___ Given information
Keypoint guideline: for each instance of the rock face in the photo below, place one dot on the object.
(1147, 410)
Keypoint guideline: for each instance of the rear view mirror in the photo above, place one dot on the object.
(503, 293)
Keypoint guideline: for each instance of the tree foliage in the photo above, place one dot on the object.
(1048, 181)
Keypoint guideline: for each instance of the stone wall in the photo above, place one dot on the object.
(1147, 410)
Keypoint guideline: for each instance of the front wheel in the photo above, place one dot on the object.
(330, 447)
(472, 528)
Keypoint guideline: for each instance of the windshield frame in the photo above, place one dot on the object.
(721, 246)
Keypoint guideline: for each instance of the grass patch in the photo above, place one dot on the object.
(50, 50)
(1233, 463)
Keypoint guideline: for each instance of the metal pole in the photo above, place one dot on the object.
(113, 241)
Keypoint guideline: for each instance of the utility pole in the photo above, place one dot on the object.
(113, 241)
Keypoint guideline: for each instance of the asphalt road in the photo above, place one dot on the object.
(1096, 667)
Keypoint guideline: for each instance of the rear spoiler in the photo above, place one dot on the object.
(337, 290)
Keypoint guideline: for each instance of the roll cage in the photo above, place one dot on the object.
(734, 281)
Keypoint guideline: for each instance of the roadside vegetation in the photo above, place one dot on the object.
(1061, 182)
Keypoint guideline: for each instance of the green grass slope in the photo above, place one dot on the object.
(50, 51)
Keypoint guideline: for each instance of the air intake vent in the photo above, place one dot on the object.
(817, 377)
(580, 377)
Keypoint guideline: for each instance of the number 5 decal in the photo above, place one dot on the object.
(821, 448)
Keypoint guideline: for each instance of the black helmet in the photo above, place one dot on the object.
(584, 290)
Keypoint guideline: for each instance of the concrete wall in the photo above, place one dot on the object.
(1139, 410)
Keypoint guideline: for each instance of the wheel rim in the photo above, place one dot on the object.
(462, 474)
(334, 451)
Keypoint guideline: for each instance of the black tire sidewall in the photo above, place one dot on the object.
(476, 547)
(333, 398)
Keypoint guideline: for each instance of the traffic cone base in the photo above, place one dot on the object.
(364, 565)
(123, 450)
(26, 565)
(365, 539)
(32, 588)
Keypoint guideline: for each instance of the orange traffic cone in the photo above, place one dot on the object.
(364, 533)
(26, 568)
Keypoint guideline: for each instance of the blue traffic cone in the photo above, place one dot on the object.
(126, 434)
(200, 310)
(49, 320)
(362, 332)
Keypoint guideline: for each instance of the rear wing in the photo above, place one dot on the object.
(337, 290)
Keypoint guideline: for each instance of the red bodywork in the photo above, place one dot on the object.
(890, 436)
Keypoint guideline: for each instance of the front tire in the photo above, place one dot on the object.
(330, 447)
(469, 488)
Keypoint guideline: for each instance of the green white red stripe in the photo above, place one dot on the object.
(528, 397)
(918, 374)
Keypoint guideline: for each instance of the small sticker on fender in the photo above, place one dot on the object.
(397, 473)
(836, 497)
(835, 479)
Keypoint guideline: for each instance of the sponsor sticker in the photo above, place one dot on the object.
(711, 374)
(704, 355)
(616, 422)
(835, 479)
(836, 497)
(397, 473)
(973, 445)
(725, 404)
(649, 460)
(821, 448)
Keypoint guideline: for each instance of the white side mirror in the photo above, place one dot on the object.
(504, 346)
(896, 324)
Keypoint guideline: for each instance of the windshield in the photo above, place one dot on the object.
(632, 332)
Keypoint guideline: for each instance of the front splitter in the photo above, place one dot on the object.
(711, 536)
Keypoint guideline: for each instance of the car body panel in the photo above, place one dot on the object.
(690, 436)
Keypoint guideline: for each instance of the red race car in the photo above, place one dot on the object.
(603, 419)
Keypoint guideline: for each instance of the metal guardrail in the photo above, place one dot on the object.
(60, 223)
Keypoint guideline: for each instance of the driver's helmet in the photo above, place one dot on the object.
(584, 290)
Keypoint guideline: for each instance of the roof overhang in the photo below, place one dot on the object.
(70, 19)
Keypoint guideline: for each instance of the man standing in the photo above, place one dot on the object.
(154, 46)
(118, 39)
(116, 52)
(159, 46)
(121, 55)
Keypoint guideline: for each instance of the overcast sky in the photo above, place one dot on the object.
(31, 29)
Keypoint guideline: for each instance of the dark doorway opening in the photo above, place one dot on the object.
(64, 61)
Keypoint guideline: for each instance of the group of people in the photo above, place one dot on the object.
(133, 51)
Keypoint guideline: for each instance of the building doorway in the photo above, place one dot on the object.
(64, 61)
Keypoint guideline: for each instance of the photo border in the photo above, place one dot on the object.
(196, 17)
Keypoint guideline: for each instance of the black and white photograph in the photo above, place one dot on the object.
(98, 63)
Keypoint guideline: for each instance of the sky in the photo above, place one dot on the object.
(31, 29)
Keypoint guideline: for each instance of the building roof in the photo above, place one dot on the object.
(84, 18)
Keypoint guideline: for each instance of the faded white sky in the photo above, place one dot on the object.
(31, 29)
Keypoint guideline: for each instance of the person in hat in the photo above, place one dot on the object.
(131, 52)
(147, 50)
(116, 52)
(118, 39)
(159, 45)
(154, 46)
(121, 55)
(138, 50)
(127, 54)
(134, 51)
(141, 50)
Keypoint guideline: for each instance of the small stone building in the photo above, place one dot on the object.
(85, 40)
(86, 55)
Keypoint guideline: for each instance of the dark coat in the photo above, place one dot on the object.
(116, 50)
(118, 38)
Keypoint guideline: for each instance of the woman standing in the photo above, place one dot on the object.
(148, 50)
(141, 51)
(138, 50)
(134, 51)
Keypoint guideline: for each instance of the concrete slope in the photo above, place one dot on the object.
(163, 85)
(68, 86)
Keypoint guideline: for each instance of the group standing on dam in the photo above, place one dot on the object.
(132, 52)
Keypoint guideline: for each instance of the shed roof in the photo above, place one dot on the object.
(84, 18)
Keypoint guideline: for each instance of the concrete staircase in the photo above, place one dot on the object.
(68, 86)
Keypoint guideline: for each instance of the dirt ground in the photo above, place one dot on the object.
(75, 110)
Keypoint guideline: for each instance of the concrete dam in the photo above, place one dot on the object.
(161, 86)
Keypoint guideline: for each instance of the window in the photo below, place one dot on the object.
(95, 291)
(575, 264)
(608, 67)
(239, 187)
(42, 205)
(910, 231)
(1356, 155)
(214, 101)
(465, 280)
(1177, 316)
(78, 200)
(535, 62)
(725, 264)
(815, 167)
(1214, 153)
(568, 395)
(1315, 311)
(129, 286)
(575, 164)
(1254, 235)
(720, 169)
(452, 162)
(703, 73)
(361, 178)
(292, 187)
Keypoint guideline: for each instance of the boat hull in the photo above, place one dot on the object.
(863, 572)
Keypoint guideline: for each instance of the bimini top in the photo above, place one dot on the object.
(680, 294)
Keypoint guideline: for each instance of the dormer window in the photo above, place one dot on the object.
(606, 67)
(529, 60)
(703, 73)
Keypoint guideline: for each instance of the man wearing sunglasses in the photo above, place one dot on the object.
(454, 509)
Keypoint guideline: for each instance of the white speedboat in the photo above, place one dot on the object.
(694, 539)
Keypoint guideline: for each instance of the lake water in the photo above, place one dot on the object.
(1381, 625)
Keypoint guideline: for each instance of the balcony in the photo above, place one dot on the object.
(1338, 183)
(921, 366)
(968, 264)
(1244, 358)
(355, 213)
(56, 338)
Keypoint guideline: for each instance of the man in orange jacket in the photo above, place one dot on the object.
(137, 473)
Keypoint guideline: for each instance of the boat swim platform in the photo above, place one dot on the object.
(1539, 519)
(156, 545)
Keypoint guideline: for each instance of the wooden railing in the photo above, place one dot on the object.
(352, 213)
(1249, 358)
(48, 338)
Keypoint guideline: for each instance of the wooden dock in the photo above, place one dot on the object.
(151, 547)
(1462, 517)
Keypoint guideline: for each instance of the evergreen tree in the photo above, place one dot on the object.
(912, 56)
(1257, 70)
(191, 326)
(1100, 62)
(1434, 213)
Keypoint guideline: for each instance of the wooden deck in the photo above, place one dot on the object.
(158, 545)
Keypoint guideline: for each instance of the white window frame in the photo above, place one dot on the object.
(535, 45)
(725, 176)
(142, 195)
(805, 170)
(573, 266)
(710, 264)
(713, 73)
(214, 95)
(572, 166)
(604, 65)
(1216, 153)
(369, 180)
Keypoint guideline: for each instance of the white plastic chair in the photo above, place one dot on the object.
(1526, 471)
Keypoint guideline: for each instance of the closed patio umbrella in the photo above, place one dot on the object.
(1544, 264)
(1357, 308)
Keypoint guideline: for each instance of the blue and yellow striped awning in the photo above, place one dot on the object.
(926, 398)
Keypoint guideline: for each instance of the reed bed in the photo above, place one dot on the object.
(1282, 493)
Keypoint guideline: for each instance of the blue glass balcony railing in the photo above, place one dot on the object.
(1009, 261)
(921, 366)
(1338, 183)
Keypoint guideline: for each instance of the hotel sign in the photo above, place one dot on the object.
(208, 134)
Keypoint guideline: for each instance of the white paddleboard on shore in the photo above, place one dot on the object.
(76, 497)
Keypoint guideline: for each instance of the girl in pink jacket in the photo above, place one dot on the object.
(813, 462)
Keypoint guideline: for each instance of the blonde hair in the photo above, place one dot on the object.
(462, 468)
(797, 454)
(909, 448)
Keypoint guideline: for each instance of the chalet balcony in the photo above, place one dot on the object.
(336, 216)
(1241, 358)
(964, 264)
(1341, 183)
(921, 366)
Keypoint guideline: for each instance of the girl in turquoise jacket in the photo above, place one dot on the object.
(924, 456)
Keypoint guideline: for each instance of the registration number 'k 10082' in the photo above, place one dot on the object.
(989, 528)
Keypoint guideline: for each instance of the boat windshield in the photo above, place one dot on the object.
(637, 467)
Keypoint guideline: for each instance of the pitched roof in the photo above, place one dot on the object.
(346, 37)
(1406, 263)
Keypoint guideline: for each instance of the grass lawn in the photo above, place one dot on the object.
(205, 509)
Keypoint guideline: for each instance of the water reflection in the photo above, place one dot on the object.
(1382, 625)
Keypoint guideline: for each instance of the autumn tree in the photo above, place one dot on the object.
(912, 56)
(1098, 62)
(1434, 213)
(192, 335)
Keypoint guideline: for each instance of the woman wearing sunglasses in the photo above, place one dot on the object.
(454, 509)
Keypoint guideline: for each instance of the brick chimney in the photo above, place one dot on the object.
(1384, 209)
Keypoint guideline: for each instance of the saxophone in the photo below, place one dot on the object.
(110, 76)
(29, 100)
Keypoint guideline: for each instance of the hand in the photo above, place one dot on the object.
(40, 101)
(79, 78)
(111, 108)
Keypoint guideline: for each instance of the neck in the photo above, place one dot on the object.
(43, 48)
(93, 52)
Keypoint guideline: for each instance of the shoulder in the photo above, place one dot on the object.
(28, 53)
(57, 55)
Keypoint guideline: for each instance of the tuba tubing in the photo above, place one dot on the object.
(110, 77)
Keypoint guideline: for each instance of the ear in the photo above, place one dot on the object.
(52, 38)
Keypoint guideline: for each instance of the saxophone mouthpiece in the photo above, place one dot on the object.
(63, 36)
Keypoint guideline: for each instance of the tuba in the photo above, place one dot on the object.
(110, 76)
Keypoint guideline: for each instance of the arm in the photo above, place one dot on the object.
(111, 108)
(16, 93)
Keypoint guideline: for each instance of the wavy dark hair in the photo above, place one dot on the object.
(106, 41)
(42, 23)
______
What is expected: The answer must be the line containing "Keypoint guideline: for each instance of the arm" and every line after it through the end of the records, repeated exactly.

The completed task:
Keypoint guideline: for each instance of the arm in the photo above, place one dot on the object.
(111, 108)
(16, 93)
Keypoint guideline: for each instance of the wavy dark hair in the photo above, place one dot on the object.
(106, 41)
(42, 23)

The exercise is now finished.